- **Task to carry out**
Return the records below unchanged, from the line containing "of the grass" through the last line of the records, including both.

- **Material**
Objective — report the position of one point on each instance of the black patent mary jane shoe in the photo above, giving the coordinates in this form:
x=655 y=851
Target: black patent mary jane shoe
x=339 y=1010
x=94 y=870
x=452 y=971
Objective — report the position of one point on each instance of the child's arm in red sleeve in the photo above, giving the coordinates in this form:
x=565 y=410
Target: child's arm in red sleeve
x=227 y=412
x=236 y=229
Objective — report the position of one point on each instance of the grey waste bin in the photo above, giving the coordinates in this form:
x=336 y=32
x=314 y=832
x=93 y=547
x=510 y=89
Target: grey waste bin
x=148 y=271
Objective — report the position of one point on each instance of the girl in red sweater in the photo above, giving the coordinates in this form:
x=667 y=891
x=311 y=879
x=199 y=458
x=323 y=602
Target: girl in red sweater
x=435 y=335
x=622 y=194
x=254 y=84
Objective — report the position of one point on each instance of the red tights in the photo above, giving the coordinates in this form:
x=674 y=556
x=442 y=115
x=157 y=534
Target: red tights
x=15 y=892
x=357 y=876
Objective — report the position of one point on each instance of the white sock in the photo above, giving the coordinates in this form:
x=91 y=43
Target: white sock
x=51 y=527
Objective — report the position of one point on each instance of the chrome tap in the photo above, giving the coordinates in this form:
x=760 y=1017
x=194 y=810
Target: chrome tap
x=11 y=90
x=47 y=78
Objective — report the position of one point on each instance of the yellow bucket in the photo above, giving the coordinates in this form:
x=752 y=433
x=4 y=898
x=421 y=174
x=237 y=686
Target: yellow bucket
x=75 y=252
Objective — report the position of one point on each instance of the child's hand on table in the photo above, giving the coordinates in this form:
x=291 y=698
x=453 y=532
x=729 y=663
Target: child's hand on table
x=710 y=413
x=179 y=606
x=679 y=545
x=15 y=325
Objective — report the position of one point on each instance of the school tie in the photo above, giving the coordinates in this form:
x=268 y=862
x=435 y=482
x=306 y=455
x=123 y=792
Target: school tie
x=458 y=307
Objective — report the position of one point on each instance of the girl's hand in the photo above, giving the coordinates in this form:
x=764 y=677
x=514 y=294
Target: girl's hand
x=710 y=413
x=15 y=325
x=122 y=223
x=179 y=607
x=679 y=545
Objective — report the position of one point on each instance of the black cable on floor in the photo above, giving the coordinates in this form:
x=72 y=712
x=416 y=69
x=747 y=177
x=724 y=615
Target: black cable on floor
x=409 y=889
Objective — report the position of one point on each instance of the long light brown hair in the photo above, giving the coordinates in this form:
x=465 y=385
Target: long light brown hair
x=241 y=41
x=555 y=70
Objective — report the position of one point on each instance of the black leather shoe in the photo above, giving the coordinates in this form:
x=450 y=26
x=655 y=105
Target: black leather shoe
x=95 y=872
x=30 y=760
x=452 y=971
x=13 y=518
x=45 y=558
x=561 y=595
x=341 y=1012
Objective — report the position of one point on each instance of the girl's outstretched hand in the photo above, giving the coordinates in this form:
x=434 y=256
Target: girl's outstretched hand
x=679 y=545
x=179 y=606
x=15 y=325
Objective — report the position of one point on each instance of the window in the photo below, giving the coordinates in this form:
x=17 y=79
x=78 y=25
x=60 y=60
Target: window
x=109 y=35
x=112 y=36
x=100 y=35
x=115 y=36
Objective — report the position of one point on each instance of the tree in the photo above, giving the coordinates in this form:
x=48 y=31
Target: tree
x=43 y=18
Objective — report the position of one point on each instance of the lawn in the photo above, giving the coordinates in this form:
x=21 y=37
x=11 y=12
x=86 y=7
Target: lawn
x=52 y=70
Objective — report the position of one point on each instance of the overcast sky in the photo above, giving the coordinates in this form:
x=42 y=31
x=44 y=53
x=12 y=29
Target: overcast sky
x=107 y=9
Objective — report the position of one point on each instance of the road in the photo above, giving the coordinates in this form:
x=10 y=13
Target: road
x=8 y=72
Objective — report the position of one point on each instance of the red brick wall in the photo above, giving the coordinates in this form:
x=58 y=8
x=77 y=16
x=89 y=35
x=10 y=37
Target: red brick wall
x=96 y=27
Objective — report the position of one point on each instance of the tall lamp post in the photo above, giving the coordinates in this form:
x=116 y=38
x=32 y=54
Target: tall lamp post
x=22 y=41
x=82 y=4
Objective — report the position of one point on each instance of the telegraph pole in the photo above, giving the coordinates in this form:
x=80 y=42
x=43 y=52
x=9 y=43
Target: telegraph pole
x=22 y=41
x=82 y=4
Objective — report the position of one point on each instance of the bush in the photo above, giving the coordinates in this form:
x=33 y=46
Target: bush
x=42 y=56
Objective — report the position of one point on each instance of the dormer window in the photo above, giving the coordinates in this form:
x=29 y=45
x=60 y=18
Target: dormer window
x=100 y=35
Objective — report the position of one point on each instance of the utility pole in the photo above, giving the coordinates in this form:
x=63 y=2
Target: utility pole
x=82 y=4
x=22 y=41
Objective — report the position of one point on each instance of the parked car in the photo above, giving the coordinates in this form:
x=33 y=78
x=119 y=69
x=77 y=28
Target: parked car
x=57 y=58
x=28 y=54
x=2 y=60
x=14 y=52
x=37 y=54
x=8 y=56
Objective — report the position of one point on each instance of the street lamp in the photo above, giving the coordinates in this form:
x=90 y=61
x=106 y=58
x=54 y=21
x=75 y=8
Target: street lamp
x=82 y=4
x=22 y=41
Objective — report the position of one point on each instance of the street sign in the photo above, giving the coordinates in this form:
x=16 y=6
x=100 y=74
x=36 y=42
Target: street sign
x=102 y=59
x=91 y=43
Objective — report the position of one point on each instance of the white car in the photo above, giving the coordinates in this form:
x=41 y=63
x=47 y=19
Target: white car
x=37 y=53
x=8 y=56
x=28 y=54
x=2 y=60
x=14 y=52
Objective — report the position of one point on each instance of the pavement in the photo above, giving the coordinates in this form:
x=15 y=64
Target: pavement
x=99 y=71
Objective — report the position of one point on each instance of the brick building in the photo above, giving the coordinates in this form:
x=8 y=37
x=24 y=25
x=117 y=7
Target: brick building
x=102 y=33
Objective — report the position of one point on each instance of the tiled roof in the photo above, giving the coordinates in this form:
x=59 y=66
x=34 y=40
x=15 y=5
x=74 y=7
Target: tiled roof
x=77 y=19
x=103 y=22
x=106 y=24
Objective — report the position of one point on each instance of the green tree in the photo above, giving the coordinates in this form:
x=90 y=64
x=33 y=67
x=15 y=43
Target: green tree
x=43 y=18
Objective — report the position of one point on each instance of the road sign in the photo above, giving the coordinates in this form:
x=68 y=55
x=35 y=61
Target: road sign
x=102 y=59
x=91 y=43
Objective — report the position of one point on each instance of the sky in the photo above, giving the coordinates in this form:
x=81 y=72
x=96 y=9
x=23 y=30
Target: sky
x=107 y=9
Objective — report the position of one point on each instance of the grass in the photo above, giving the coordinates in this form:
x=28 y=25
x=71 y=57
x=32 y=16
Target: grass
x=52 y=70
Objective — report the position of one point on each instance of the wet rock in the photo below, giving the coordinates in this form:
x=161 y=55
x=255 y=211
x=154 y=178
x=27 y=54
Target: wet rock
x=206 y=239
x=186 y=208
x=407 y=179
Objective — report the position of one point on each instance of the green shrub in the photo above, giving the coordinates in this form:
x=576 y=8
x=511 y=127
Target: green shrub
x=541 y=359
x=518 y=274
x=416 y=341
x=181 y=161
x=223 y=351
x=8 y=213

- **The answer**
Objective — report the position of one point on each instance of the grass in the photo above, giving the coordinates in this form:
x=28 y=25
x=71 y=57
x=32 y=16
Target: grass
x=52 y=70
Objective — report the position of one point on each instance of the wet rock in the photo below, giving the coordinates in this form:
x=161 y=55
x=255 y=211
x=154 y=178
x=27 y=54
Target: wet rock
x=206 y=239
x=186 y=208
x=407 y=179
Objective — report the position of one point on each instance of the green shrub in the photo above, giving the coordinates in this form:
x=576 y=8
x=511 y=127
Target: green shrub
x=541 y=359
x=518 y=274
x=416 y=341
x=181 y=161
x=223 y=351
x=8 y=213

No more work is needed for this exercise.